» **Collected data**:
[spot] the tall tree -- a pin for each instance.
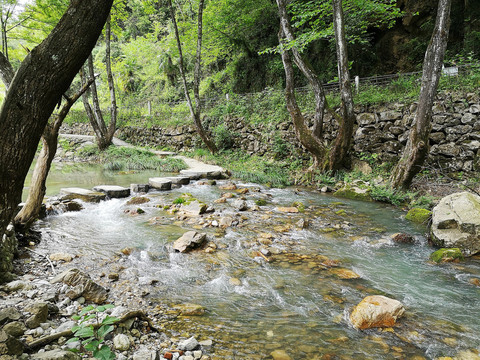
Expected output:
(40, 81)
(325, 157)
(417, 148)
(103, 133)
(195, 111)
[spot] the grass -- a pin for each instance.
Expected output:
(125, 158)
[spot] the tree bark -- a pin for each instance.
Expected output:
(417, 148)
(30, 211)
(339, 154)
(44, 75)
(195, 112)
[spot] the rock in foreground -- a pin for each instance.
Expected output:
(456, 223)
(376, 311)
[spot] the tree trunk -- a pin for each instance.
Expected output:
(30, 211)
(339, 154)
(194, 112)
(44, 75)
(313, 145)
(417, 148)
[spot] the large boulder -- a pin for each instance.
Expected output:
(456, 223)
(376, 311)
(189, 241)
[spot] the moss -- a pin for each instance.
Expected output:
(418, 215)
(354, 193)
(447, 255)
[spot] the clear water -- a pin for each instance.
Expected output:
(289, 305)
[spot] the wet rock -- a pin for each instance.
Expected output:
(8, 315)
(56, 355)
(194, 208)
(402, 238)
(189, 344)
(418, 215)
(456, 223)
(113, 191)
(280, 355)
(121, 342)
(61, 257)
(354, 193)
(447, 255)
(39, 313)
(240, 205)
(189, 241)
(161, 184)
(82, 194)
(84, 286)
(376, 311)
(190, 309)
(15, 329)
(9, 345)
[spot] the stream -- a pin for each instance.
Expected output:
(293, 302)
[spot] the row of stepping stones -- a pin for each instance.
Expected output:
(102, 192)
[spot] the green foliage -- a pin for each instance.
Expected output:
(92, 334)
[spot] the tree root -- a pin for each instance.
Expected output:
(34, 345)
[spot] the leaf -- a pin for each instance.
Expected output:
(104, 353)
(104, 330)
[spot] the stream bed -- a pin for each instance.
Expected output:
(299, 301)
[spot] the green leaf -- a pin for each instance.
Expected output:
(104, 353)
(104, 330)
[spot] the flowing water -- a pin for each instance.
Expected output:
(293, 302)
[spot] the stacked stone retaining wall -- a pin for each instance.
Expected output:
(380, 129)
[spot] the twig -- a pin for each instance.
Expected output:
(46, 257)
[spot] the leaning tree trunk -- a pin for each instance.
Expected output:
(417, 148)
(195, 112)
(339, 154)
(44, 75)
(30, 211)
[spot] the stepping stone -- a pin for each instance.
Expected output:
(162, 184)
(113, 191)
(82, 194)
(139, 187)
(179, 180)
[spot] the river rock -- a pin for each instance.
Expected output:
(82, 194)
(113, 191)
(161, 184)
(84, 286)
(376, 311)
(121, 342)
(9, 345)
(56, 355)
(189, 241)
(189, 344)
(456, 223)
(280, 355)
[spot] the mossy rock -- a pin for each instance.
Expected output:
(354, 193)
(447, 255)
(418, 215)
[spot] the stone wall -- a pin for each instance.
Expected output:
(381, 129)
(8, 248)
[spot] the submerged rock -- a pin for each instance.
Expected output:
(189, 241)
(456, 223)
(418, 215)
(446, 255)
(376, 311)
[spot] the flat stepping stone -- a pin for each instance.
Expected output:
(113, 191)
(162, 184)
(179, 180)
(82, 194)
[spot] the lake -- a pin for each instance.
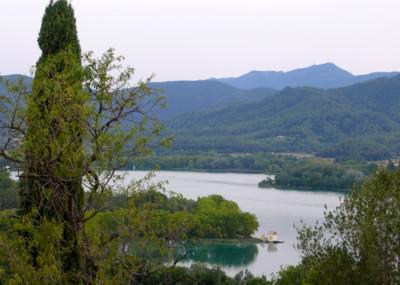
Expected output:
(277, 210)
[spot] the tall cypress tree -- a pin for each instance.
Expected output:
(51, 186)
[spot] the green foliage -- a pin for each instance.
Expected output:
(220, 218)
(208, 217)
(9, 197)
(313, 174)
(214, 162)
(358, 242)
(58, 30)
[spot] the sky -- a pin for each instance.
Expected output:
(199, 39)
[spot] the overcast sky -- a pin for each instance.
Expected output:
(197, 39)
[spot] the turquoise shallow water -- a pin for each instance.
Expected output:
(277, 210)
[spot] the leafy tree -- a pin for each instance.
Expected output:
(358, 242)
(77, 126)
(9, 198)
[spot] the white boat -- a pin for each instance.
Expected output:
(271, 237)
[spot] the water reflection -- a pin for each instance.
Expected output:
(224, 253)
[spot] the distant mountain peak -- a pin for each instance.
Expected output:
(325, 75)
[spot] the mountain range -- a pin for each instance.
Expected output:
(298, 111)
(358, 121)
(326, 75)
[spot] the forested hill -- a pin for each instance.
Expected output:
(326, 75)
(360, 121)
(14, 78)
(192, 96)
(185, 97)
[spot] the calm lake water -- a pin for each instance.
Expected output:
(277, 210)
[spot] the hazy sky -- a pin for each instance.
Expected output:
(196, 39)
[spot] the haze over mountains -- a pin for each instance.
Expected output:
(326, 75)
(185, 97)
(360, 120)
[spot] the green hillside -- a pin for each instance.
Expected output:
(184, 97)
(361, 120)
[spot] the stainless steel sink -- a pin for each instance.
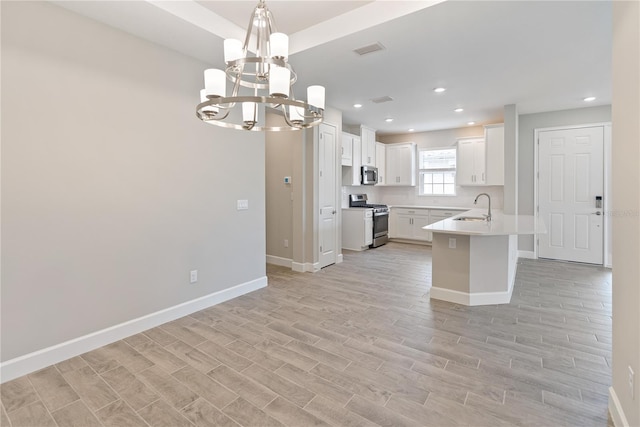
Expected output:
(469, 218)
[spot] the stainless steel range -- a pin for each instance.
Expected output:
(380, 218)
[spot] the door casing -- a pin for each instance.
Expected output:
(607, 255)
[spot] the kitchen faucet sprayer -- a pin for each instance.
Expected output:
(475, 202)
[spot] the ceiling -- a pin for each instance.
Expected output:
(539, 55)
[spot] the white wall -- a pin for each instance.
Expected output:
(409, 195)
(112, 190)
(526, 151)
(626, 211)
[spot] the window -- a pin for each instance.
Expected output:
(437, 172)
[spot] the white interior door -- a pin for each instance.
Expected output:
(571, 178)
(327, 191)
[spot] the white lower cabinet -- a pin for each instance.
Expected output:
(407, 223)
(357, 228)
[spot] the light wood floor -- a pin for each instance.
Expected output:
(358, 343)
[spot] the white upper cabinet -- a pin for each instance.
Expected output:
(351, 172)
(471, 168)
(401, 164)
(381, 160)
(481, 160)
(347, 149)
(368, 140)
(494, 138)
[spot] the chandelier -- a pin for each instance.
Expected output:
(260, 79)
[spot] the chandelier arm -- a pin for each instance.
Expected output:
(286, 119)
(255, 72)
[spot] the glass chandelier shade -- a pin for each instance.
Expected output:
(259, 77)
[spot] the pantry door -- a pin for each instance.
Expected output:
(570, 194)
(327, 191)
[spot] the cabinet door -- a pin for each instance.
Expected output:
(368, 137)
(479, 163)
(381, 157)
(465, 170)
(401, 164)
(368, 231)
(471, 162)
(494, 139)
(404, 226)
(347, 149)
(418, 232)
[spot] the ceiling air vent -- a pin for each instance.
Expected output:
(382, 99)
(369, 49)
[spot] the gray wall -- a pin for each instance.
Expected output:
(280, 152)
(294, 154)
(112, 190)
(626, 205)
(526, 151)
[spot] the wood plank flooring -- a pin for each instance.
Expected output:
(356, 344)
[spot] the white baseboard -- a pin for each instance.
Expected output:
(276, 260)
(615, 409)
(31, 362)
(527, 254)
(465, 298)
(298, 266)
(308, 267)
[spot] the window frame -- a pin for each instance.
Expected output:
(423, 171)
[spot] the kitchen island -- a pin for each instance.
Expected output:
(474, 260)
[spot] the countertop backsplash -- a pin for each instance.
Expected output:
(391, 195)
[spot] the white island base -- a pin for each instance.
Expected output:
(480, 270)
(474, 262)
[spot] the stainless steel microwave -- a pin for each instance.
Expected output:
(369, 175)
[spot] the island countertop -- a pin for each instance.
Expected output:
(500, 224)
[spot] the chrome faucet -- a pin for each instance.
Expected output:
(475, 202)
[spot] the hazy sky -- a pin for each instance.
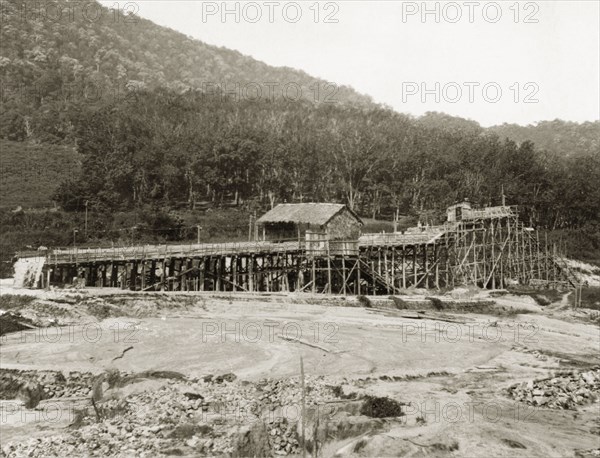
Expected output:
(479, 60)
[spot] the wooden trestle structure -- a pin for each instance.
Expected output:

» **Written task**:
Any pictures should be dropped; transcribe the rest of the records above exactly.

» **Output of the exercise**:
[spot] the tall tree -- a pin for each instance.
Expected output:
(40, 81)
(325, 157)
(417, 148)
(103, 133)
(195, 111)
[spot] the grass -- a pin for each instance.
Expected output:
(125, 158)
[spot] the tree bark -- a pin for each instance.
Expected output:
(417, 148)
(30, 211)
(339, 154)
(44, 75)
(195, 112)
[spot] the rock in foreground -- a pin for each instance.
Expected output:
(456, 223)
(376, 311)
[spot] the tree trunk -- a pin for each instance.
Expected output:
(30, 211)
(339, 154)
(194, 112)
(44, 75)
(313, 145)
(417, 148)
[spot] the large boulder -- a pin for each instance.
Expected output:
(456, 223)
(376, 311)
(189, 241)
[spot] the moss -- a pin for each instance.
Expected output:
(418, 215)
(354, 193)
(447, 255)
[spot] the clear water -- a pin for each instance.
Expected output:
(289, 305)
[spot] the wet rock -- a pin for each instance.
Expected output:
(8, 315)
(56, 355)
(194, 208)
(402, 238)
(189, 344)
(418, 215)
(456, 223)
(113, 191)
(280, 355)
(121, 342)
(61, 257)
(354, 193)
(447, 255)
(39, 313)
(240, 205)
(189, 241)
(161, 184)
(82, 194)
(84, 286)
(376, 311)
(190, 309)
(15, 329)
(9, 345)
[spot] the stream -- a pin for each instance.
Expected output:
(293, 302)
[spot] the row of stepping stones -- a pin for each instance.
Expected output:
(102, 192)
[spot] the green foliage -- a pin for each instance.
Expected output:
(92, 334)
[spot] the tree root -- a pin for each instance.
Expected output:
(34, 345)
[spot] the leaf -- a pin for each instance.
Expected output:
(104, 353)
(104, 330)
[spot] the stream bed -- a pin for each instance.
Expected output:
(299, 301)
[spot] the green leaf -- a pin for each instance.
Expected output:
(104, 353)
(104, 330)
[spot] the flowing water -- a pin for each instance.
Expected output:
(293, 302)
[spot] the stacked stone retaining wall -- a pin for each instance.
Expected output:
(380, 129)
[spot] the twig -- a pin for each instance.
Expected output:
(46, 257)
[spot] the leaning tree trunk -- a pin for each instance.
Expected output:
(417, 148)
(195, 112)
(339, 154)
(44, 75)
(30, 211)
[spot] the stepping stone -- a pin for each instance.
Expected output:
(162, 184)
(113, 191)
(82, 194)
(139, 187)
(179, 180)
[spot] the river rock -- a pin for each instance.
Expected output:
(82, 194)
(113, 191)
(161, 184)
(84, 286)
(376, 311)
(121, 342)
(9, 345)
(56, 355)
(189, 241)
(189, 344)
(456, 223)
(280, 355)
[spot] the mossy rock -- a pin for each instance.
Expected output:
(354, 193)
(447, 255)
(418, 215)
[spot] the stone wall -- a pin for each instance.
Expected output:
(381, 129)
(8, 248)
[spot] the submerged rock -- a pin for each instance.
Expected output:
(189, 241)
(456, 223)
(418, 215)
(446, 255)
(376, 311)
[spot] the flat stepping stone -- a pin for each instance.
Expected output:
(113, 191)
(162, 184)
(179, 180)
(82, 194)
[spot] the lake -- a pin for each instance.
Expected output:
(277, 210)
[spot] the tall cypress tree -- a pin for each instance.
Expected output:
(51, 186)
[spot] the green foliage -- a pin for each instance.
Expected output:
(220, 218)
(208, 217)
(9, 197)
(313, 174)
(214, 162)
(358, 242)
(58, 30)
[spot] the sky -- a pin for each instance.
Expected output:
(199, 39)
[spot] the overcast sky -- a pin for each instance.
Expected output:
(197, 39)
[spot] the turquoise shallow water -- a pin for each instance.
Expected output:
(277, 210)
[spot] the leafy tree -- a pin for each instance.
Expected output:
(358, 242)
(77, 126)
(9, 198)
[spot] the white boat -- a pin for each instance.
Expected output:
(271, 237)
[spot] the water reflection -- a pin for each instance.
Expected output:
(224, 253)
[spot] the distant mountain peak -- a pin for each instance.
Expected output:
(325, 75)
[spot] the mountain range -- a pin for each instance.
Expected output:
(298, 111)
(358, 121)
(326, 75)
[spot] the forested hill -- a pin for each instance.
Expected output:
(326, 75)
(360, 121)
(14, 78)
(192, 96)
(185, 97)
[spot] the calm lake water -- a pin for each instance.
Expected output:
(277, 210)
[spot] the hazy sky -- a pin for each instance.
Expected output:
(196, 39)
[spot] the haze over mountains -- a pin for each instance.
Expected output:
(326, 75)
(185, 97)
(360, 120)
[spot] the green hillside -- a pin for each instance.
Expected output:
(184, 97)
(361, 120)
[spot] the stainless steel sink -- a pin for each instance.
Expected output:
(469, 218)
[spot] the stainless steel range -- a pin for each instance.
Expected output:
(380, 218)
[spot] the door casing -- a pin for each instance.
Expected output:
(607, 255)
[spot] the kitchen faucet sprayer -- a pin for each instance.
Expected output:
(475, 202)
[spot] the ceiling -- a pin for each instance.
Expected output:
(539, 55)
[spot] the white wall -- a pin for each instance.
Expected output:
(409, 195)
(112, 190)
(526, 151)
(626, 211)
[spot] the window -- a pin for each instance.
Expected output:
(437, 172)
[spot] the white interior door -- a pin for each instance.
Expected output:
(571, 178)
(327, 191)
[spot] the white lower cabinet -- a pin for each instance.
Expected output:
(407, 223)
(357, 228)
[spot] the light wood floor -- a pin for each instance.
Expected output:
(358, 343)
[spot] the white upper cabinet -- a pin for each instance.
Expected output:
(351, 172)
(471, 168)
(401, 164)
(381, 160)
(481, 160)
(347, 149)
(368, 140)
(494, 138)
[spot] the chandelier -- a pin for each instance.
Expected output:
(260, 79)
[spot] the chandelier arm -- a pin for each instance.
Expected output:
(286, 119)
(255, 72)
[spot] the glass chandelier shade -- a pin for each instance.
Expected output:
(259, 77)
[spot] the pantry door -- a pin for each instance.
Expected output:
(570, 194)
(327, 191)
[spot] the cabinet door -- a pin for each instance.
Expected output:
(368, 137)
(479, 163)
(381, 157)
(465, 170)
(401, 164)
(368, 231)
(471, 162)
(494, 139)
(404, 226)
(347, 149)
(418, 232)
[spot] the ceiling air vent -- a pin for each instance.
Expected output:
(382, 99)
(369, 49)
[spot] the gray wall -- a pin for each instance.
Expected output:
(280, 152)
(294, 154)
(112, 190)
(626, 205)
(526, 151)
[spot] the wood plank flooring -- a pin for each instance.
Expected output:
(356, 344)
[spot] the white baseboard -- a pin for each instance.
Expected output:
(276, 260)
(615, 409)
(31, 362)
(527, 254)
(465, 298)
(298, 266)
(308, 267)
[spot] the window frame -- a pin for each instance.
Expected output:
(423, 171)
[spot] the kitchen island -- a pin for each instance.
Expected output:
(474, 260)
[spot] the countertop backsplash -- a pin for each instance.
Expected output:
(391, 195)
[spot] the white island base -- a pin for each instance.
Expected output:
(480, 270)
(474, 262)
[spot] the stainless steel microwave -- a pin for each instance.
Expected output:
(369, 175)
[spot] the island countertop -- a pin for each instance.
Expected output:
(500, 224)
[spot] the chrome faucet -- a pin for each instance.
Expected output:
(475, 202)
[spot] the hazy sky -- a pin for each instance.
Expected output:
(479, 60)
[spot] the wooden trestle structure -- a pin for each instance.
Expected output:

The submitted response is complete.